[Dati forniti]
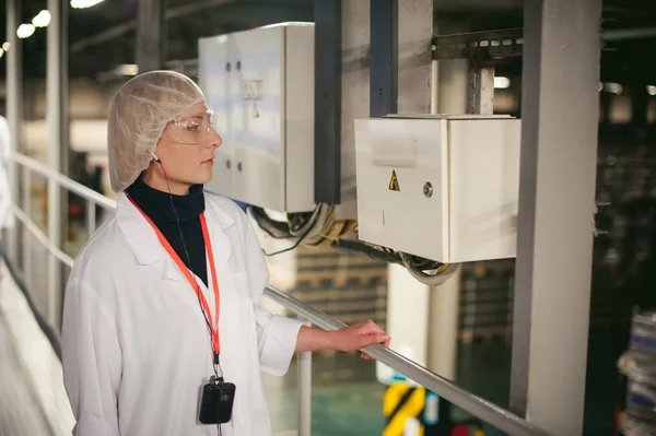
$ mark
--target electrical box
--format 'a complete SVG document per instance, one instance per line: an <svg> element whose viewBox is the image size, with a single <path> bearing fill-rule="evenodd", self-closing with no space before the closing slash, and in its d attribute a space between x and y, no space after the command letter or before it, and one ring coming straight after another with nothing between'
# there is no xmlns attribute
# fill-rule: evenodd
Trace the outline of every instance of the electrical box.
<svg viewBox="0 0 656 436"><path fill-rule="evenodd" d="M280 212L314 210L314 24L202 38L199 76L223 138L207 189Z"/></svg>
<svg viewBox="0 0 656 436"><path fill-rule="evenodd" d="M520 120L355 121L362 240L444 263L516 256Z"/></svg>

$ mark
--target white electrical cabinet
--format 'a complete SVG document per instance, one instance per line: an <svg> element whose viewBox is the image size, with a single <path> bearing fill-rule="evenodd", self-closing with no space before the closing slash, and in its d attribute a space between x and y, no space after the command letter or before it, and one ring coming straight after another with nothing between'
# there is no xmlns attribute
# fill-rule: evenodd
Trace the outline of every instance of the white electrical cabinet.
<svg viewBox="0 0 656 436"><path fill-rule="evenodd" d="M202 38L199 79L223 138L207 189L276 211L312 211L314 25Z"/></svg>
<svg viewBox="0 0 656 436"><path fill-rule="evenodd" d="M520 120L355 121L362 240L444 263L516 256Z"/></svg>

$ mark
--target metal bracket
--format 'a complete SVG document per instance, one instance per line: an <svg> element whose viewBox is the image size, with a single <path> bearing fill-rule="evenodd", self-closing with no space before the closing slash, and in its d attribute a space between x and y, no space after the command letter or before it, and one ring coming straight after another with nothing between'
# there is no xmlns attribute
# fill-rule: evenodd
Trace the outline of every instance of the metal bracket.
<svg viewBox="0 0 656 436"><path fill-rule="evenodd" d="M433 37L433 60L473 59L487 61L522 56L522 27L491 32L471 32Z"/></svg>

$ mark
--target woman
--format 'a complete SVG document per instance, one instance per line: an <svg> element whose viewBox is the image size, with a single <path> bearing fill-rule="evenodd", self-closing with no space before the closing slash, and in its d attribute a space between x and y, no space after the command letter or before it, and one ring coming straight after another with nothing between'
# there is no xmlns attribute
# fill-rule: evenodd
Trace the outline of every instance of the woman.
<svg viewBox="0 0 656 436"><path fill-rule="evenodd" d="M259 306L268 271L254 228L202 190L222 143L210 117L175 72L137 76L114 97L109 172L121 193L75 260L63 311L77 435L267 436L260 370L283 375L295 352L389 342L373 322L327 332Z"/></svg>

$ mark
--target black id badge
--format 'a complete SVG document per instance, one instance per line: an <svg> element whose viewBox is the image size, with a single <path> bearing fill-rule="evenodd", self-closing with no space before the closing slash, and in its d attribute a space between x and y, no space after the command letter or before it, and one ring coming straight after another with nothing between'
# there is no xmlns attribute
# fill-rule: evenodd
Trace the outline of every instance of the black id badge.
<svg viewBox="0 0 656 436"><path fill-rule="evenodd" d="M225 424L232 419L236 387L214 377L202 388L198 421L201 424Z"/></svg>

[Compito da svolgere]
Individua le righe riportate sopra in cui compare la parola "electrical" e ricopiale tutte.

[Risposta qui sotto]
--target electrical box
Trace the outline of every instance of the electrical box.
--target white electrical cabinet
Trace the outline of every instance of the white electrical cabinet.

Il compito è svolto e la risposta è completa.